* TEXT

******************************

However, in the winter of 2012 was when his health problems increased. We found this lump or spot on his leg. We didn’t know what it was, and sometimes it would bleed. In October was when it got really bad, and I had to keep it rapped for a few days and hope it wouldn’t bleed while we were at school. When we took him to the vet, I was unable to go with him. I had a convention to attend, and I was in school. This left the responsibility up to my dad. My dad said that the vet looked at the lump and said it could be skin cancer. Errol came back to Lincoln with me that week, and we had no end of trouble with that leg which was constantly bleeding and needing to be rapped again because Errol had managed to get it loose. The next week, Errol stayed in Milford with my parents to have that spot on his leg removed. I didn’t realize there was anything truly wrong with him until I arrived home that next Friday night.

I didn’t understand why my parents were so quiet and upset. When we got home, Errol walked over to greet me. I sat down on the floor to pet him because that’s what he loved, and that’s when my mom started to explain the seriousness of Errol’s situation. He had cancer. I already knew that. But hadn’t the vet said they could just remove the spot and he’d be fine? At least, that’s what I remembered. But when the vet went to lift Errol onto the table, he noticed bruising where he had lifted him up. That’s when he knew. Errol was bleeding internally. I can still remember the words. “He’s sick, Charli. He’s very sick”.

******************************

* INFORMATION GIVEN

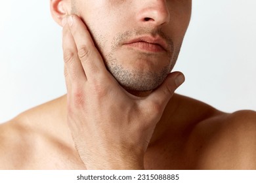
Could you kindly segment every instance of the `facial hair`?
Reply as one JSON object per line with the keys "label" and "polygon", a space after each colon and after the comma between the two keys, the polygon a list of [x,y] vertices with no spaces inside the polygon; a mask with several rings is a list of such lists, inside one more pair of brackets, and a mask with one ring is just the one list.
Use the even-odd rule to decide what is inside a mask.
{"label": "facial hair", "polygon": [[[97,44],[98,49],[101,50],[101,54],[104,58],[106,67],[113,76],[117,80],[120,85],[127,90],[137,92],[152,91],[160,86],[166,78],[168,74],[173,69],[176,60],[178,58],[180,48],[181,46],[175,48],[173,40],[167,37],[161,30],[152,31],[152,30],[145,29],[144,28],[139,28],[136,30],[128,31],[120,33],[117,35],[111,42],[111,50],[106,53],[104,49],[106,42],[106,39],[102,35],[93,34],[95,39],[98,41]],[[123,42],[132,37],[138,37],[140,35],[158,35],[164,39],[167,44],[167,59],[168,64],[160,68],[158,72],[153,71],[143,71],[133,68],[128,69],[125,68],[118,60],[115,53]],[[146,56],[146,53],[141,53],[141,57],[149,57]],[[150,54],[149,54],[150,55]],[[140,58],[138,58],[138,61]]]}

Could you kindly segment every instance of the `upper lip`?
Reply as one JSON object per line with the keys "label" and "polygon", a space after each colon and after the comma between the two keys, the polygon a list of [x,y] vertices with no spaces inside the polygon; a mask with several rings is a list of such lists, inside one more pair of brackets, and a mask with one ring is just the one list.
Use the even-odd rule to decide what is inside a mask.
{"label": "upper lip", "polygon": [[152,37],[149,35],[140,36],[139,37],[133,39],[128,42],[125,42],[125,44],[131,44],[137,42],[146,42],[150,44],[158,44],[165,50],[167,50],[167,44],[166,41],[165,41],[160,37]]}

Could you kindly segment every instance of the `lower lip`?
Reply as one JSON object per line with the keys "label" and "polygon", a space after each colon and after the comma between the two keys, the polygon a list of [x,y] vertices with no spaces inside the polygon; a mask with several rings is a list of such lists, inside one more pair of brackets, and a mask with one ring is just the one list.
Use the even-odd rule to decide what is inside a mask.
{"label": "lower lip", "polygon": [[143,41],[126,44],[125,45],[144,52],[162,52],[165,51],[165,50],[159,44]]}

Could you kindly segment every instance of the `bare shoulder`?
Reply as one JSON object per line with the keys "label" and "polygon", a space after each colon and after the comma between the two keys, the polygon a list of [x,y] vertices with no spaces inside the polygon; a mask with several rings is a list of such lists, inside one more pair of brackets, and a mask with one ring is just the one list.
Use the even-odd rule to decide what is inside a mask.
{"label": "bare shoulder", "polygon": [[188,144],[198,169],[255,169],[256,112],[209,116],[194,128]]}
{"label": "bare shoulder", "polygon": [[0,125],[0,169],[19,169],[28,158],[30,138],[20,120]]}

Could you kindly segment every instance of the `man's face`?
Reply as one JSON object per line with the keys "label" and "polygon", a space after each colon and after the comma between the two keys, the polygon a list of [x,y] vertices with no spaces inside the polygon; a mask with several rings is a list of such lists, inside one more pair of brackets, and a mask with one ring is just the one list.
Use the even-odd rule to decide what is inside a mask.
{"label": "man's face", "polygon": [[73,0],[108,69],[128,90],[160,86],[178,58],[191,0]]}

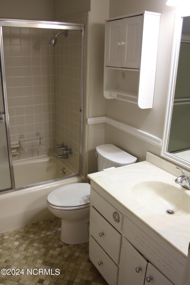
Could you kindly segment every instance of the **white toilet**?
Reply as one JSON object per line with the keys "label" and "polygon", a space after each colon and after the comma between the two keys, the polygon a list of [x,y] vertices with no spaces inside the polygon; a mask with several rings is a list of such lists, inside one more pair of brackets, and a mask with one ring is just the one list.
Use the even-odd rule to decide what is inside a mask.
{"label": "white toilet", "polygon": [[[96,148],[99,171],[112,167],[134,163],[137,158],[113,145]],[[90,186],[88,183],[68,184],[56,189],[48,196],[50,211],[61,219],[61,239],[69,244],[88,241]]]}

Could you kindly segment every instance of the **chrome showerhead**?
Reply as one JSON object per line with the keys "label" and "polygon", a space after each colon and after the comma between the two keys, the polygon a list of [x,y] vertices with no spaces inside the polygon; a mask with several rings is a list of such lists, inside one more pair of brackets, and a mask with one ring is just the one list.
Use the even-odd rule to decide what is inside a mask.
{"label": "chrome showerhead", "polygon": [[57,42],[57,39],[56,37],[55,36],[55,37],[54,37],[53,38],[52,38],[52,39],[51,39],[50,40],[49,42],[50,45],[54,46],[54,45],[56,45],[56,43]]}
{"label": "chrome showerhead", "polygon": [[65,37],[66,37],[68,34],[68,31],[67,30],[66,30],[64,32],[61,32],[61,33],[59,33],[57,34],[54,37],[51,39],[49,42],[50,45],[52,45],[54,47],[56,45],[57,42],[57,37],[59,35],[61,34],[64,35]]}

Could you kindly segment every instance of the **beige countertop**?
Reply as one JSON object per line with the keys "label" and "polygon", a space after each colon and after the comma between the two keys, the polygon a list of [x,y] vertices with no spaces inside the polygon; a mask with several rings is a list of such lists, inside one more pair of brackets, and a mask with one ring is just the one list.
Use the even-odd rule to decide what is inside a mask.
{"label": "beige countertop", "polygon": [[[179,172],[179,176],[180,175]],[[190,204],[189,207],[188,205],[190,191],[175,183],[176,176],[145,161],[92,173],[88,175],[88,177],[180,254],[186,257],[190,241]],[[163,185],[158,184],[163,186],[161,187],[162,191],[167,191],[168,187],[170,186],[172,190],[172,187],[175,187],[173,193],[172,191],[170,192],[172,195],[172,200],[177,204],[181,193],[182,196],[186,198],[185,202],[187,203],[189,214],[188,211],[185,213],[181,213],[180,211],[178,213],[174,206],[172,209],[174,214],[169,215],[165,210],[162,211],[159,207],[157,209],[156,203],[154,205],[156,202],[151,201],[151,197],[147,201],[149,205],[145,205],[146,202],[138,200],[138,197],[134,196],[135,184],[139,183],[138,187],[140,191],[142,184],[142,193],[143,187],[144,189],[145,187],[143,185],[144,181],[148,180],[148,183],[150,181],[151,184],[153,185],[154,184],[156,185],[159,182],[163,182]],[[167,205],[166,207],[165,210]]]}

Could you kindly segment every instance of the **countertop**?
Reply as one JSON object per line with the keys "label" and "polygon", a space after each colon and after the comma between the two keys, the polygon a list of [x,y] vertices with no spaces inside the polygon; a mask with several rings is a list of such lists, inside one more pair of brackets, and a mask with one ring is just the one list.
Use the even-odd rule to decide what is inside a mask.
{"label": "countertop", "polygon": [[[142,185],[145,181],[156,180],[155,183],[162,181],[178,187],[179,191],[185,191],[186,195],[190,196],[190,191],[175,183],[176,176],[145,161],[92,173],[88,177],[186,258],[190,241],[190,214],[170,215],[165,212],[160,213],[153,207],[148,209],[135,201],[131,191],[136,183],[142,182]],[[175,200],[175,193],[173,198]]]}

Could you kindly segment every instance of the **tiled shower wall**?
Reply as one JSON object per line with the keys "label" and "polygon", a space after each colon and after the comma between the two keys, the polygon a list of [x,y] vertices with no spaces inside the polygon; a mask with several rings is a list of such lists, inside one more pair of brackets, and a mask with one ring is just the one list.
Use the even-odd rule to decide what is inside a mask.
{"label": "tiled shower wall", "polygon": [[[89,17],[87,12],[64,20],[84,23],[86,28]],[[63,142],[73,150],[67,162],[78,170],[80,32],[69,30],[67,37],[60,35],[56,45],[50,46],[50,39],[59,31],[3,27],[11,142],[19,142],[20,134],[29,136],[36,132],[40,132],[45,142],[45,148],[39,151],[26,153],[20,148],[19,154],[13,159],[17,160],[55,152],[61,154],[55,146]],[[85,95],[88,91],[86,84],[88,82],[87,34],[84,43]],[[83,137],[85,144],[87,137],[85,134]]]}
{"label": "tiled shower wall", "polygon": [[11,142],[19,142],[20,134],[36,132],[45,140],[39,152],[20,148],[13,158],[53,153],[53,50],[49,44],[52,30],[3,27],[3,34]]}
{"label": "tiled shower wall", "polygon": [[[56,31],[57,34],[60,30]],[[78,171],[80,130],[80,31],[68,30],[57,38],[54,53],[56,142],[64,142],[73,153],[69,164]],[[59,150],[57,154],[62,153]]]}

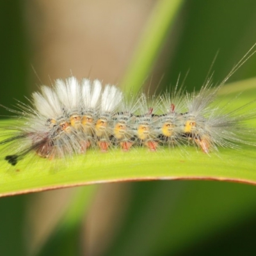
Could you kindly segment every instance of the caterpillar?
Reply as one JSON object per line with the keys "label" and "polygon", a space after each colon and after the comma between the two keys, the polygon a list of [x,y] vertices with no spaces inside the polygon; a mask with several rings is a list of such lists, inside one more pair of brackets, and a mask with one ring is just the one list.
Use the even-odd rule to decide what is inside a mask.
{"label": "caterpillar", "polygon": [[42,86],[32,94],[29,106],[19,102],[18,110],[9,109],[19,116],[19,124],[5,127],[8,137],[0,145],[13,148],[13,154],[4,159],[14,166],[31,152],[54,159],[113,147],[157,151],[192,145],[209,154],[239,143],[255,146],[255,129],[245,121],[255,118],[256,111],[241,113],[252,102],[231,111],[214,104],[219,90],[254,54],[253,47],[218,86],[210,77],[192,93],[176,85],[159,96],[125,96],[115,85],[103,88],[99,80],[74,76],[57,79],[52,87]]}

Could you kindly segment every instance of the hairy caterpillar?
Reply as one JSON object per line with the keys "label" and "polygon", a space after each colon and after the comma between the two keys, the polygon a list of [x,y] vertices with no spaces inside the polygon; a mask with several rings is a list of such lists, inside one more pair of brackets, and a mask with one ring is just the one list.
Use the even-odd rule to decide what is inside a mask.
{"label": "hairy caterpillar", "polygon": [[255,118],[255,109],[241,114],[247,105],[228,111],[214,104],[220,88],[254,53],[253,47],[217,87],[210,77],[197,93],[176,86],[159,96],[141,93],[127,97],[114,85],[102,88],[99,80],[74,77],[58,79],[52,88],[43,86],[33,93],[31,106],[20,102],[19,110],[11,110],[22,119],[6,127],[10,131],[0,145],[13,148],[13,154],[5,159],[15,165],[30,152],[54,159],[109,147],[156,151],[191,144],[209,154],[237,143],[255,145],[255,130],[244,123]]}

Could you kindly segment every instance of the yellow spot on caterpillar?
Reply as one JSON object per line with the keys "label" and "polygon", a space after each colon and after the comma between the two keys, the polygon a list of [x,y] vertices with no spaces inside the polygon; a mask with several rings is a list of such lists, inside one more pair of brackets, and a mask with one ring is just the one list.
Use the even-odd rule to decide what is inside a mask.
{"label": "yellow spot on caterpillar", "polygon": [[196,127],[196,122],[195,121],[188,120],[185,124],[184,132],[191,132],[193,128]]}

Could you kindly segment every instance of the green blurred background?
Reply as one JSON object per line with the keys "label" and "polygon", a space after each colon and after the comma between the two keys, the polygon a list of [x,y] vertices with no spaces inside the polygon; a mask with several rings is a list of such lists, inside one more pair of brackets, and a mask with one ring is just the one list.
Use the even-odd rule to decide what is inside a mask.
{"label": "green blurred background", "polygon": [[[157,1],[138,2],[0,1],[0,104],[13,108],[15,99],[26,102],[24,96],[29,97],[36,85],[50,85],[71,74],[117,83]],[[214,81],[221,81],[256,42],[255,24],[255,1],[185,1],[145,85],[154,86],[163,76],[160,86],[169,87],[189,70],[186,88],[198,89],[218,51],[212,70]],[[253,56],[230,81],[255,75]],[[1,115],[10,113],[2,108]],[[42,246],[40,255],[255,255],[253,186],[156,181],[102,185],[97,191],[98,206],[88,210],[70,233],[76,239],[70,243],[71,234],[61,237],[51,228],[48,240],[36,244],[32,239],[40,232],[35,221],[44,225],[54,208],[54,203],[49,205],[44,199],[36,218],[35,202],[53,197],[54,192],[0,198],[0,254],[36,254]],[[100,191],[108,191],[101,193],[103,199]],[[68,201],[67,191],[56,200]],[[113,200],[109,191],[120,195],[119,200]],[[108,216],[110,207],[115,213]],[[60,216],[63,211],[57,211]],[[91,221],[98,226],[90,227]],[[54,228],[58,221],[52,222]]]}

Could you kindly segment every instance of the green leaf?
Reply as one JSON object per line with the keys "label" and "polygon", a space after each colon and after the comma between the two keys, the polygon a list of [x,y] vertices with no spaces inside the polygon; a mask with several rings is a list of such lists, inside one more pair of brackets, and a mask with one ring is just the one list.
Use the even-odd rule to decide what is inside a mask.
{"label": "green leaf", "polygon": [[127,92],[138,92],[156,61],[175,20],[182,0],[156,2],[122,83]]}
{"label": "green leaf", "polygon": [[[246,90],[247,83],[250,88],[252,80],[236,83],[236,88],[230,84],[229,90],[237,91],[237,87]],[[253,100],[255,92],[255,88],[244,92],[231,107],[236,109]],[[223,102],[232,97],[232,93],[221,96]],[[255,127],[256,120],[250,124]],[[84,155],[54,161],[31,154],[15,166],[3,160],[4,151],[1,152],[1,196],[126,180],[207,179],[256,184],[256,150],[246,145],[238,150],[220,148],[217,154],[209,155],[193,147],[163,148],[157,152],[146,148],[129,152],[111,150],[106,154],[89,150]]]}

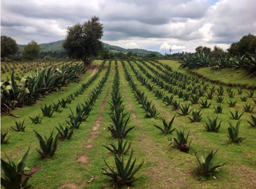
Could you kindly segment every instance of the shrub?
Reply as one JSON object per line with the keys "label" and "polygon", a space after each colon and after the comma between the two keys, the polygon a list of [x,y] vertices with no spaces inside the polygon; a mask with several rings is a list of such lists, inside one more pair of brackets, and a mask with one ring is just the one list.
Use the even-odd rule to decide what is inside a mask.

******************************

* TASK DIRECTIONS
Pick up the story of Errol's cancer where it stops and write what comes next.

* ANSWER SPACE
I wanted to deny it. No, he was fine. He would be. My vet was good. He could make my puppy well again. So, I held out hope. However, the following Tuesday, November 6, day of elections, I made the decision to put my beloved Errol to sleep. Things simply were not improving for my baby. The vet said that we could keep him on the steroids he was on and he would look at him on Thursday. Or, we could take him down to Kansas and have a $3000 blood transfusion. I wanted to try and save him so bad, but I kept asking, what if it didn’t work? What if we spend all that money only to have him get better for a while and then slip right back to where he was? Plus, he was already seven. I had already decided in my mind that he would be done working. And then there was the fact that he was getting to the point where his breathing became labored, and he wouldn’t take his pills or eat any food. He was slowly fading from me, and worst of all, I wondered, was he suffering? I decided that putting my precious guide dog to rest was the best thing for him.

I remember sitting in the car, Errol between my sister and I as our family drove to the Seward Animal Hospital. We were all crying are eyes out, calling family members and friends and telling them that Errol had to be put to sleep. And I, I just kept petting him, stroking his fur. That’s when I felt it. It may have been my imagination, but Errol’s chest seemed to be rising and falling rapidly, almost as if he was crying too.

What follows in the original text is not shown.